> 你要做的
请把下面讲自行车销售看板和报告的这段文字从头到尾一字不差地抄写下来。

> 文本块
-*-*-

3. Tableau搭建Dashboard

3.1 周期性看板

当日报表

本月报表

本季报表

本年报表

3.2 异常监控

异常监控

3.3 区域细分

区域细分

三、报告输出

1. 指标搭建

1.1 目的

  • 根据需求,需要输出2019.11月自行车销售情况,为精细化运营提供数据支持,能精准的定位目标客户群体;
  • 制定销售策略,调整产品结构,才能保持高速增长,获取更多的收益,占领更多市场份额;
  • 报告通过对整个公司的自行车销量持续监测和分析,掌握公司自行车销售状况、走势的变化,为客户制订、调整和检查销售策略,完善产品结构提供依据。

1.2 数据来源

  • dw_customer_order:产品销售信息事实表
  • ods_customer:每天新增客户信息表
  • dim_date_df:日期表
  • ods_sales_orders:订单明细表

1.3 指标制定

  • 从整体的角度:分析2019.1—2019.11自行车整体销售表现
  • 从地域的角度:分析11月每个区域销售量表现、11月TOP10城市销售量表现
  • 从产品的角度:分析11月类别产品销售量表现、11月细分产品销售量表现
  • 热销产品:分析11月TOP10产品销量榜、11月TOP10销量增速榜
  • 从用户的角度:分析11月用户年龄分布及每个年龄段产品购买喜好、11月男女用户比例及产品购买喜好

2. python加工数据

代码如下:

#导入模块
import pandas as pd
import numpy as np
import pymysql
pymysql.install_as_MySQLdb()

-*-*-

> 收集资料

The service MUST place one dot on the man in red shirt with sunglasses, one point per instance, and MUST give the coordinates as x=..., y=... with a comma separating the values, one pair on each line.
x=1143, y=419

-*-*-

> 练习答案
3. Tableau搭建Dashboard

3.1 周期性看板

当日报表

本月报表

本季报表

本年报表

3.2 异常监控

异常监控

3.3 区域细分

区域细分

三、报告输出

1. 指标搭建

1.1 目的

  • 根据需求,需要输出2019.11月自行车销售情况,为精细化运营提供数据支持,能精准的定位目标客户群体;
  • 制定销售策略,调整产品结构,才能保持高速增长,获取更多的收益,占领更多市场份额;
  • 报告通过对整个公司的自行车销量持续监测和分析,掌握公司自行车销售状况、走势的变化,为客户制订、调整和检查销售策略,完善产品结构提供依据。

1.2 数据来源

  • dw_customer_order:产品销售信息事实表
  • ods_customer:每天新增客户信息表
  • dim_date_df:日期表
  • ods_sales_orders:订单明细表

1.3 指标制定

  • 从整体的角度:分析2019.1—2019.11自行车整体销售表现
  • 从地域的角度:分析11月每个区域销售量表现、11月TOP10城市销售量表现
  • 从产品的角度:分析11月类别产品销售量表现、11月细分产品销售量表现
  • 热销产品:分析11月TOP10产品销量榜、11月TOP10销量增速榜
  • 从用户的角度:分析11月用户年龄分布及每个年龄段产品购买喜好、11月男女用户比例及产品购买喜好

2. python加工数据

代码如下:

#导入模块
import pandas as pd
import numpy as np
import pymysql
pymysql.install_as_MySQLdb()